» **TASK INSTRUCTIONS**
Print the full listing exactly.
[start DATA FOR THIS TASK]
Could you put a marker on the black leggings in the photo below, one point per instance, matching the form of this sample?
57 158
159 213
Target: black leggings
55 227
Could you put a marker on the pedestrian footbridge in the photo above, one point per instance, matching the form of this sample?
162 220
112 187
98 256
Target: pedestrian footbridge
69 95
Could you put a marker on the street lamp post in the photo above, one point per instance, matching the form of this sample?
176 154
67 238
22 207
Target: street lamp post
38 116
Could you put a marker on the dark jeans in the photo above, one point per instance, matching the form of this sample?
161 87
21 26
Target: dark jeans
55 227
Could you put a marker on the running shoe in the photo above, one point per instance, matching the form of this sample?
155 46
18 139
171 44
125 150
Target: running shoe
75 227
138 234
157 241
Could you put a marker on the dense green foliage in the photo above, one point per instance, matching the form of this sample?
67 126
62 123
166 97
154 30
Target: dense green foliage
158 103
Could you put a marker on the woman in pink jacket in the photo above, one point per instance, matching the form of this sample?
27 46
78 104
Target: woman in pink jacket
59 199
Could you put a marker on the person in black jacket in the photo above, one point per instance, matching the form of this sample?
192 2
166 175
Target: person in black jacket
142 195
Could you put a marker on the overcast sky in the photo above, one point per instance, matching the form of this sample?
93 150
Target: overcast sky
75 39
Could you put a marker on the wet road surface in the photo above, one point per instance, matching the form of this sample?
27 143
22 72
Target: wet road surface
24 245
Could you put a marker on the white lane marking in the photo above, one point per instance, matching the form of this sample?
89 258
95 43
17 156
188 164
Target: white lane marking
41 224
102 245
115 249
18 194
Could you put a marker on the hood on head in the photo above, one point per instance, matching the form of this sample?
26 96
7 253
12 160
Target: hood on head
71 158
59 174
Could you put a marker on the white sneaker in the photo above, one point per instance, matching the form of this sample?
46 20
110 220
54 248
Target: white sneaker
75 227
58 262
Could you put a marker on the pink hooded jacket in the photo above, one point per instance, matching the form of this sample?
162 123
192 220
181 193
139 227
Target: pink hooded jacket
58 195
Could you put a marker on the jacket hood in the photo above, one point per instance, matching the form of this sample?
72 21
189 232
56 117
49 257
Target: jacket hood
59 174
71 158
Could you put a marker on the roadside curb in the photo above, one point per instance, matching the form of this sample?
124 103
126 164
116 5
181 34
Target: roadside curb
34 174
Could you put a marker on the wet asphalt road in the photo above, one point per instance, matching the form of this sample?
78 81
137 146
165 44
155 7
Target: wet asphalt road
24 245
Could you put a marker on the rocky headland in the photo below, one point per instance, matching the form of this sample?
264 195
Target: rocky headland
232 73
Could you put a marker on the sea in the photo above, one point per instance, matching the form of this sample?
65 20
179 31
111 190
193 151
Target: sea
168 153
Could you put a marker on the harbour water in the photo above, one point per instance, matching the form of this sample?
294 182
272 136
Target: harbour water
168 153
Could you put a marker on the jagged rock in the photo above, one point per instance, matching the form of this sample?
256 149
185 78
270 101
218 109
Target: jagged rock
[end DATA FOR THIS TASK]
» **ANSWER TO THE EXERCISE**
Could you put a marker on the black leggings in the photo below, one point per instance, matching the form of this sample?
57 158
159 213
Target: black leggings
55 227
Could you put a marker on the pedestrian footbridge in the photo above, one point per instance, matching the form of this sample?
162 220
112 187
98 256
Target: pedestrian footbridge
69 95
Could you put a marker on the street lamp post in the photo above, one point per instance, matching the form of this sample?
176 154
67 238
22 207
Target: street lamp post
38 116
Could you put a marker on the dark jeans in the photo above, one point per instance, matching the form of this sample?
161 87
21 26
Target: dark jeans
55 227
Could you put a marker on the running shoe in the photo above, one point per instance, matching the form of this sample?
155 46
18 139
171 44
125 150
Target: running shoe
75 227
138 234
157 241
Could you put a marker on the dense green foliage in the photo above, one point per instance, matching the form of this sample?
67 126
62 123
166 97
154 30
Target: dense green foliage
158 103
Could you put a marker on the woman in pink jacket in the photo above, one point per instance, matching the form of this sample?
27 46
78 104
Target: woman in pink jacket
59 199
Could you put a marker on the person in black jacket in the photo above, one point per instance, matching the form of this sample?
192 2
166 175
Target: person in black jacket
142 195
Could you put a marker on the overcast sky in the photo above, one point per instance, matching the form of this sample?
93 150
Target: overcast sky
75 39
Could you put a marker on the wet road surface in the photo above, one point per instance, matching the form of this sample?
27 143
22 72
Target: wet road surface
24 245
Could you put a marker on the white lane marking in the photo above, one point per instance, matching the form of this sample?
89 258
95 43
17 156
188 164
Target: white lane marking
41 224
102 245
115 249
18 194
Could you put a marker on the hood on head in the photo above, one point per instance, matching the form of this sample?
26 96
7 253
12 160
Target: hood on head
71 158
59 174
Could you put a marker on the white sneaker in the photo above, one point per instance, matching the form of this sample?
46 20
110 220
54 248
Target: white sneaker
75 227
58 262
Could you put a marker on the pink hooded jacket in the photo above, one point per instance, matching the form of this sample?
162 123
192 220
181 193
139 227
Target: pink hooded jacket
58 195
Could you put a marker on the jacket hood in the photo above, one point per instance, matching the form of this sample?
72 21
189 232
56 117
49 257
Target: jacket hood
59 174
71 158
Could you put a marker on the roadside curb in the photo above, one point per instance, matching the form of this sample?
124 103
126 164
116 5
181 34
Target: roadside curb
34 174
Could you put a marker on the wet asphalt road in the photo above, one point per instance, matching the form of this sample?
78 81
137 146
165 44
155 7
Target: wet asphalt road
24 245
Could you put a marker on the rocky headland in the photo below, one point per instance, matching the form of this sample?
264 195
Target: rocky headland
232 73
Could you put a marker on the sea in the photo above, one point per instance, matching the form of this sample?
65 20
179 31
111 190
193 151
Target: sea
168 153
Could you put a marker on the harbour water in the photo above, one point per instance, matching the form of this sample?
294 182
272 136
Target: harbour water
168 153
Could you put a marker on the jagged rock in the photo above, one point per instance, matching the form of this sample?
256 149
185 78
270 101
218 109
Target: jagged rock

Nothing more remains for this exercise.